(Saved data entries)
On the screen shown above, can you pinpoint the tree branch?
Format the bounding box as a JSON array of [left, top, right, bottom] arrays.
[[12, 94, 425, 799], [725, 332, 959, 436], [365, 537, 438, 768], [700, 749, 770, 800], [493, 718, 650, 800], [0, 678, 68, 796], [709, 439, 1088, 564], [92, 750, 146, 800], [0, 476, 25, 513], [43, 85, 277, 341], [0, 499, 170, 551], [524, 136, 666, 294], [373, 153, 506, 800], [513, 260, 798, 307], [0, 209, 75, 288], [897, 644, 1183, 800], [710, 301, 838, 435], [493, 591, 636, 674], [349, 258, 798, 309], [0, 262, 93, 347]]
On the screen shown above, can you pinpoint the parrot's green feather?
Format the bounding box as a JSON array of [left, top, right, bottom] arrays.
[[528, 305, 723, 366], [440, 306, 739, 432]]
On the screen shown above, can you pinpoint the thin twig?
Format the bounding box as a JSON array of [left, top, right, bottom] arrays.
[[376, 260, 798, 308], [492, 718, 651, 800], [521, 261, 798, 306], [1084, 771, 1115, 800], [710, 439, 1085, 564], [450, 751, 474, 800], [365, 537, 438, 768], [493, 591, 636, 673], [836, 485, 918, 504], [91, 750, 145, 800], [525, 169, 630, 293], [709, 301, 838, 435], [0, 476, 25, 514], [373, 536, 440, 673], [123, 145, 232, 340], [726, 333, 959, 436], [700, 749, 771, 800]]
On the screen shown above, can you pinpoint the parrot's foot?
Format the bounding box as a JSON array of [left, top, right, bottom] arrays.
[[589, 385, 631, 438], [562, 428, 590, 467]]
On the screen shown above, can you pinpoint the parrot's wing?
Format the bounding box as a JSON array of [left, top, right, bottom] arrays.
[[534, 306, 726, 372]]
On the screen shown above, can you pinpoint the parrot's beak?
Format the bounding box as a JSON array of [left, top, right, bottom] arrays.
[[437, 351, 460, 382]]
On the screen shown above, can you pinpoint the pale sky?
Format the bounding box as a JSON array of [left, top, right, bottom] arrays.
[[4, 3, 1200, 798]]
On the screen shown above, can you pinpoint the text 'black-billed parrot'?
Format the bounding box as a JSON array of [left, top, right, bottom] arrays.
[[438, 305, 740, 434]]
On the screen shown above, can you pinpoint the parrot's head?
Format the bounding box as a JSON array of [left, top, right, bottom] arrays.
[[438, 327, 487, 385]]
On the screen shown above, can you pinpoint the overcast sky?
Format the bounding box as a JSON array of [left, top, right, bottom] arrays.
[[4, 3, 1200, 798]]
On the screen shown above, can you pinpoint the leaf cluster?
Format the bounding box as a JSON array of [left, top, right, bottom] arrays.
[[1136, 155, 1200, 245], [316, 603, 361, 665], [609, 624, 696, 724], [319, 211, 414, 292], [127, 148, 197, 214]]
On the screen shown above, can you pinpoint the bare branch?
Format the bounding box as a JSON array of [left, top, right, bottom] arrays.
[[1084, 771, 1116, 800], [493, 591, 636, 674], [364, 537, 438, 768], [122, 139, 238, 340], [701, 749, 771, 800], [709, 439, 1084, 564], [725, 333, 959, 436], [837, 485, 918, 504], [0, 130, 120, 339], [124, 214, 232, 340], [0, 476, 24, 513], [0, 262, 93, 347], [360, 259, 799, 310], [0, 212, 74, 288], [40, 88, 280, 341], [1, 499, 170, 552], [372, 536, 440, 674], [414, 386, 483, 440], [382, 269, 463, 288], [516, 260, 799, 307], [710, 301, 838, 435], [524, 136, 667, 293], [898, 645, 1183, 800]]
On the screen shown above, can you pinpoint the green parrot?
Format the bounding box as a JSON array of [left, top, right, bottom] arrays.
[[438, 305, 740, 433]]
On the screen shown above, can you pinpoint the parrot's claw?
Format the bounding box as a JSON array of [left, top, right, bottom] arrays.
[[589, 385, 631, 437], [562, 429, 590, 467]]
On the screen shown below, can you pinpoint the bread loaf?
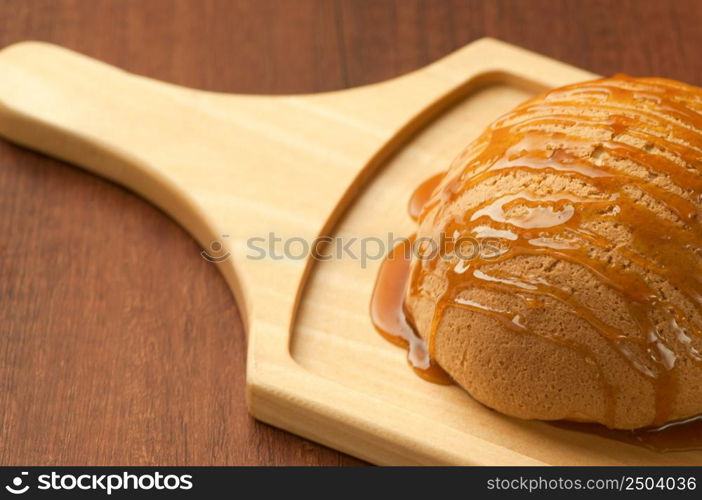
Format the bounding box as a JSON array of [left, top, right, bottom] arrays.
[[406, 75, 702, 429]]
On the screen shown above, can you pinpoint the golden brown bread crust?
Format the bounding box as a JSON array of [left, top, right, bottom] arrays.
[[406, 75, 702, 429]]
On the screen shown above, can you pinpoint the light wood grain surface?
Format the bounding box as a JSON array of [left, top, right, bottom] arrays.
[[1, 0, 702, 466]]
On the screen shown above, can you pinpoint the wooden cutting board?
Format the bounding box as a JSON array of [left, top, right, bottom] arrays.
[[1, 38, 699, 466]]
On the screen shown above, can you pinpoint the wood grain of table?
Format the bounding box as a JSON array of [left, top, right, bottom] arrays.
[[1, 0, 701, 466]]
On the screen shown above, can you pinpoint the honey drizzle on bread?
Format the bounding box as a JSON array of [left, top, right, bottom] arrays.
[[402, 75, 702, 428], [370, 235, 452, 384]]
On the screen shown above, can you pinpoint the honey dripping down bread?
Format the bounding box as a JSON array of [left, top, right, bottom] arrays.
[[404, 75, 702, 430]]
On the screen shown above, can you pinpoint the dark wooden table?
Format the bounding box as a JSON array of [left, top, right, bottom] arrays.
[[1, 0, 701, 466]]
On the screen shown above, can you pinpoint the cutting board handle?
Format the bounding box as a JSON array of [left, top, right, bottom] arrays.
[[0, 41, 227, 236]]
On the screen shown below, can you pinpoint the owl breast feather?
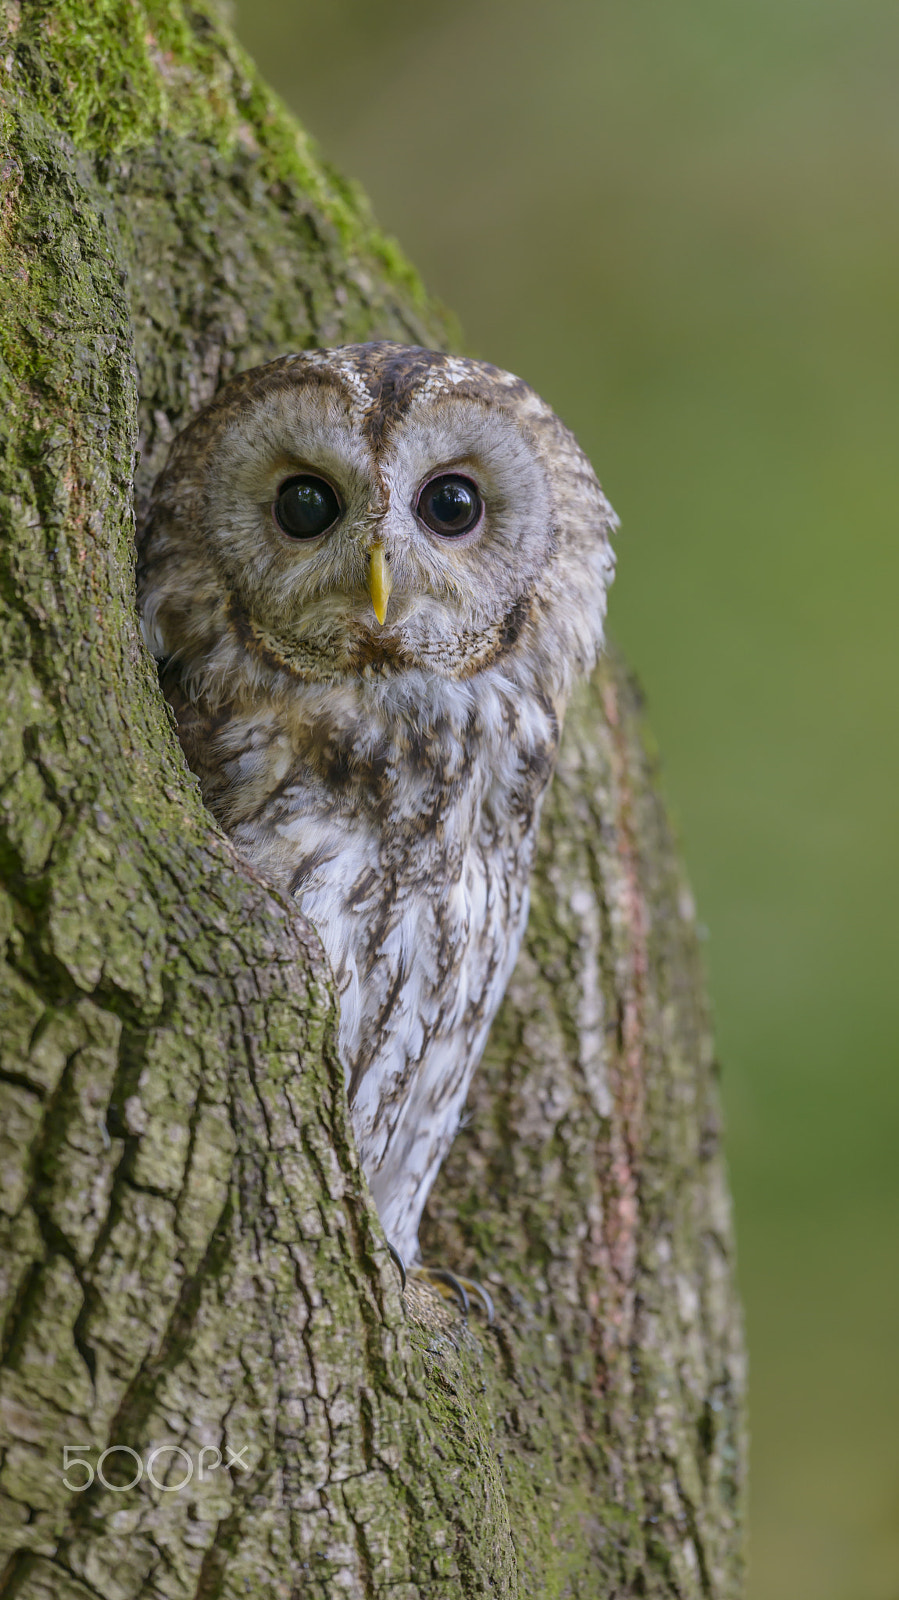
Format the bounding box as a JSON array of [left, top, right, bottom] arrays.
[[221, 666, 559, 1261]]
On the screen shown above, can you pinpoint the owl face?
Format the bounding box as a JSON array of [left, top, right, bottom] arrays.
[[139, 344, 616, 699]]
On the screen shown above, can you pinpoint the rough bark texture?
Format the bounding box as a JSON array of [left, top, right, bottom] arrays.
[[0, 3, 746, 1596]]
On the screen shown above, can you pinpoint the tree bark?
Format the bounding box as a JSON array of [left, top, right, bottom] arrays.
[[0, 3, 746, 1596]]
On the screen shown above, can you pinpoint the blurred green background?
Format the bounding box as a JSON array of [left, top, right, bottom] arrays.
[[234, 2, 898, 1593]]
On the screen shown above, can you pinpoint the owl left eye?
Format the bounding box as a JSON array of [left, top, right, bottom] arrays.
[[415, 474, 483, 538], [273, 475, 341, 539]]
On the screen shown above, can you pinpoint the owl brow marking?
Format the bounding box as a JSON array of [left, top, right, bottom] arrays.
[[356, 345, 443, 451]]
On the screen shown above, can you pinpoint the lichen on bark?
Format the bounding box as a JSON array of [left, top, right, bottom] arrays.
[[0, 3, 746, 1595]]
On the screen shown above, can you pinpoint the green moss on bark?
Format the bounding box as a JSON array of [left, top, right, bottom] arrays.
[[6, 0, 427, 292]]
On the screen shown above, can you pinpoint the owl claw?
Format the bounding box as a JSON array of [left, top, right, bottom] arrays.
[[422, 1267, 470, 1317], [408, 1265, 495, 1325], [458, 1275, 495, 1324], [386, 1239, 407, 1292], [387, 1241, 494, 1322]]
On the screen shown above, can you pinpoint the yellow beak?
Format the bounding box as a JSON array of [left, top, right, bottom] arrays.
[[368, 543, 392, 626]]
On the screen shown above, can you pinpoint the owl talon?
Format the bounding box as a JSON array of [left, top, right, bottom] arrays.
[[423, 1267, 470, 1318], [386, 1239, 407, 1291], [463, 1277, 496, 1324], [409, 1265, 495, 1324]]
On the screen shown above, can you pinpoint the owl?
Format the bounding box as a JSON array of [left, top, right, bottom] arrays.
[[138, 343, 616, 1282]]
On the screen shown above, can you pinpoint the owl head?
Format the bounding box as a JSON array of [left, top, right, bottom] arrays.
[[138, 344, 616, 709]]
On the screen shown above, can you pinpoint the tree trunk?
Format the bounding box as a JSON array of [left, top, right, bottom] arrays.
[[0, 4, 746, 1595]]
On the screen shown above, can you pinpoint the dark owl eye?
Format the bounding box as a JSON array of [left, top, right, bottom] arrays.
[[415, 474, 483, 538], [273, 475, 341, 540]]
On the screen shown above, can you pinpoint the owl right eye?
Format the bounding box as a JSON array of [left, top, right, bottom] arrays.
[[273, 475, 341, 540]]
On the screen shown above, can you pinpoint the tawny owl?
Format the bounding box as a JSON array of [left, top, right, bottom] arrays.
[[138, 343, 616, 1275]]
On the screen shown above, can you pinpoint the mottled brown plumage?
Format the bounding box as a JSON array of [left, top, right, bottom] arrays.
[[138, 343, 616, 1260]]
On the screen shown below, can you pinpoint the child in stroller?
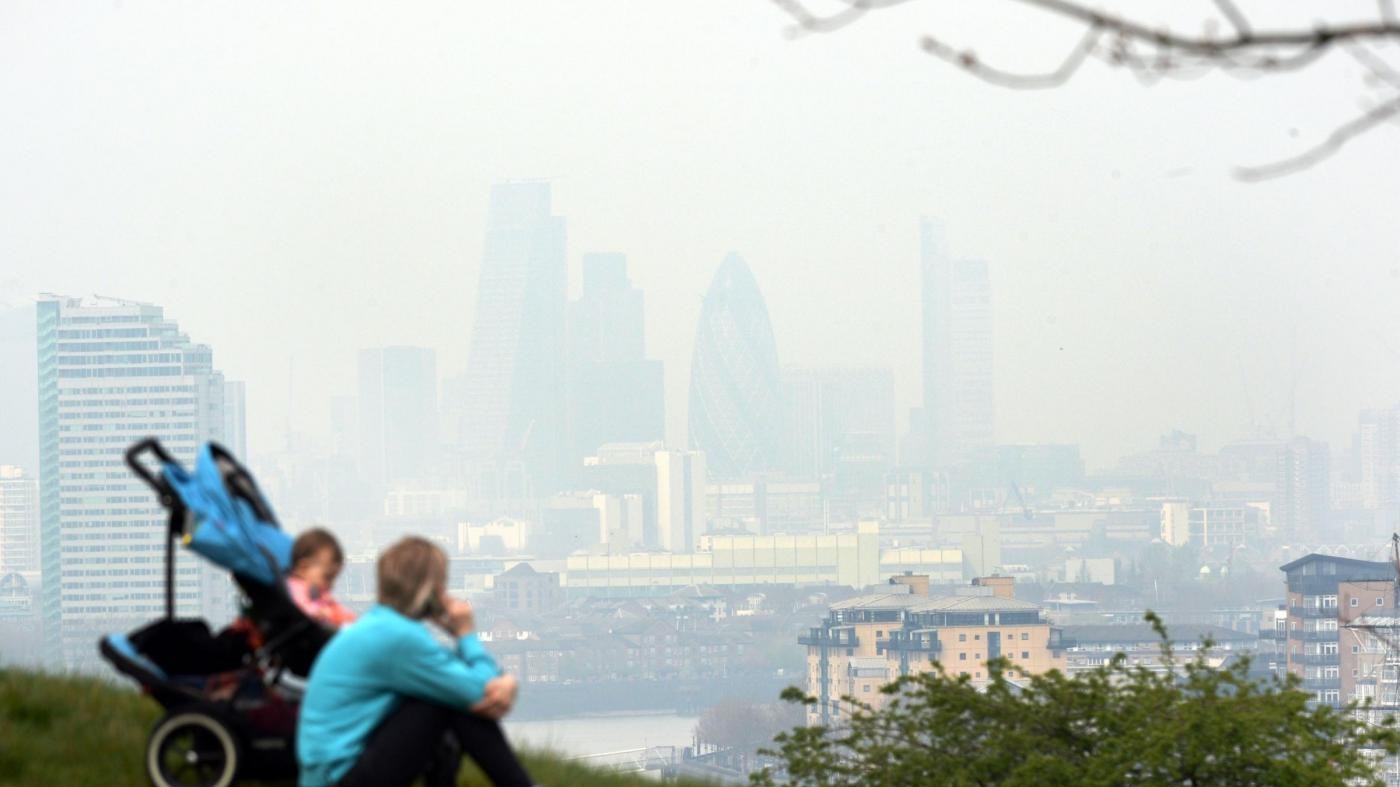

Task brief
Look over the records above and say how many lines hold the word "green", giving the number alone.

Exercise solution
4